Le mouvement est embryonnaire, mais qui sait… peut-être un jour des activistes déguisés en cachets de Prozac réclameront-ils un environnement mental moins toxique? Peut-être exigera-t-on qu'on cesse de prendre nos cerveaux pour des sites d'enfouissement? Peut-être le G20 ratifiera-t-il un protocole garantissant aux hommes et aux femmes le droit d'être sains d'esprit?
Adbusters est enthousiaste: l'environnementalisme mental pourrait bien être l'idée la plus importante de ce siècle. J'aimerais le croire. Si l'on n'a pas complètement viré zouinzouin d'ici là, on s'en reparlera dans 90 ans.
L’ironie de la chose, c’est que Adbuster a recours au «culture jamming» pour contester le consumérisme, une tactique qui finalement est indiscernable de celle des publicitaires. La contre-publicité, ça reste de la pub. Belle façon d’assainir l’environnement mental… qui me fait penser à verser du dispersant pour se débarrasser d’une nappe de pétrole.
(Comble de l’ironie, le captcha que je dois entrer pour publier ce commentaire est «sanity sales». C’est fait exprès ou quoi?)
En plein dans le mille avec votre chronique. Vous parlez finalement de perte de sens. Ça me rappelle ce que Hermann Hesse disait : » Même l’homme terre à terre, superficiel et hostile à la pensée conserve le besoin séculaire de savoir que son existence a un sens, dès qu’il ne parvient plus à le trouver, ses moeurs se dérèglent et sa vie privée est dominée par un égoïsme exacerbé, par une peur accrue de la mort. »
Comment mieux se sentir vivre que dans le regard ou l’oreille de l’autre ?
Superbe chronique…
Les hipsters pseudo-ironique de Adbusters versent dans la théorie de conspiration et le junk-science? C’était qu’une question de temps. Si tu fixes l’abime…
Steve Proulx possède des talents certains pour rendre agréable et enrichissant ses écrits. Il mériterait une chronique dans votre journal, de même qu’un poste de conseiller.

#####

EXERCICES À FAIRE:
**A.** Selon le texte sur l'environnementalisme mental, quelle idée Adbusters considère-t-il comme pouvant être la plus importante de ce siècle ?
**B.** Reprenez le texte sur l'environnementalisme mental là où il s'arrête et poursuivez-le.
La liste n'a aucun rôle dans ce travail.

(Éléments de données)
#####

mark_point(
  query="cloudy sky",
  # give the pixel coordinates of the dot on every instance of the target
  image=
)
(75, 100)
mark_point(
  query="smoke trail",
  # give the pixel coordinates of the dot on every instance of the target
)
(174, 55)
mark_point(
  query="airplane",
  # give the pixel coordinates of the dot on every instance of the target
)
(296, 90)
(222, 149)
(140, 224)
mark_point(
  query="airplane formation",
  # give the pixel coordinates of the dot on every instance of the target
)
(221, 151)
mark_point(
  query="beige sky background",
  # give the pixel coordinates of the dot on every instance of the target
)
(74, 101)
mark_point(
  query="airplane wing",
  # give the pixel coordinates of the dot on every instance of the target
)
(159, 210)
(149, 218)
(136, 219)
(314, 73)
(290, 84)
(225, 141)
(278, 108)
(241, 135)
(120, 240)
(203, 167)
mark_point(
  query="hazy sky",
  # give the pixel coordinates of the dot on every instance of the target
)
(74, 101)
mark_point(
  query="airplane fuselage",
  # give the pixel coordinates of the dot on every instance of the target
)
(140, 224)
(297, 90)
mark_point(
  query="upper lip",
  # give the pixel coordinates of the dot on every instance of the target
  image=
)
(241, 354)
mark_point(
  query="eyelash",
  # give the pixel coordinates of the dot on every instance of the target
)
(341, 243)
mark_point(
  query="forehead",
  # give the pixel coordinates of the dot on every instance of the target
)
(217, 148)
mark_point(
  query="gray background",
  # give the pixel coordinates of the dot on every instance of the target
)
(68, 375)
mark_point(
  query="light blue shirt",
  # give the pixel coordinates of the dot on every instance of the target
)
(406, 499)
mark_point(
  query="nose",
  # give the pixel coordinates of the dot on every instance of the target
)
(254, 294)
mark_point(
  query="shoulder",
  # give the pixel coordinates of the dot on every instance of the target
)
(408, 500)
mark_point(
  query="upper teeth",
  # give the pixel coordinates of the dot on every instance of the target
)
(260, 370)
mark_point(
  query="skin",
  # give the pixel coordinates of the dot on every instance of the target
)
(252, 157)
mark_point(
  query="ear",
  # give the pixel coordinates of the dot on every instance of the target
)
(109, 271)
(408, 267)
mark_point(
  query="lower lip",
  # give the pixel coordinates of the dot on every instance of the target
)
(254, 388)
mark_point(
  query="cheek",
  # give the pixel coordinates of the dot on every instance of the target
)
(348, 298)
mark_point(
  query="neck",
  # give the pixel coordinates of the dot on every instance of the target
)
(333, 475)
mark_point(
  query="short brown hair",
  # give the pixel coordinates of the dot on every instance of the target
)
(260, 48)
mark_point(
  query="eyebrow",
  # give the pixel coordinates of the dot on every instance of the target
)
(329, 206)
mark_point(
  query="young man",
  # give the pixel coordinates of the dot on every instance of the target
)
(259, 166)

#####

CORRIGÉ:
**A.** L'environnementalisme mental.

**B.**
Pour avoir utiliser des antidépresseurs pendant quelque temps, je sais pertinemment que c’est lorsque j’ai cessé de les prendre, que je suis redevenue saine d’esprit. Méfions-nous des solutions qui sont pires que les problèmes qu’elles sont sensées régler.
Je serais la première à descendre dans la rue pour manifester contre les pharmaceutiques qui commercialisent ces antidépresseurs et qui nous appauvrissent non seulement le portefeuille mais surtout le cerveau.
Après une dépession et deux ans de pilules et de changements de pilules, tout ce que je peux dire, c’est qu’on en est encore aux balbutiements de la compréhension de la maladie mentale. Les certitudes et l’infaillibilité, c’est pour dans longtemps. Toutes les études se contredisent. Pour l’instant, que des histoires de malades toutes différentes les unes des autres et leurs médecins qui adoptent une méthode qu’ils croient être la meilleure. Je ne crois pas à un complot des pharmaceutiques, je ne suis pas anti ou pour les pilules. Pour moi elles étaient nécessaires, pour un autre un voyage d’un mois dans un temple en Inde fera l’affaire.
L’environnement dans lequel on vit aujourd’hui, comme vous l’avez si bien écrit, produit des dépressifs à la tonne. Les plus vulnérables sont mis à rude épreuve. Il est plus que jamais essentiel pour eux de se créer une carapace, de ne pas se faire avaler par tous ces stimuli potentiellement envahissants.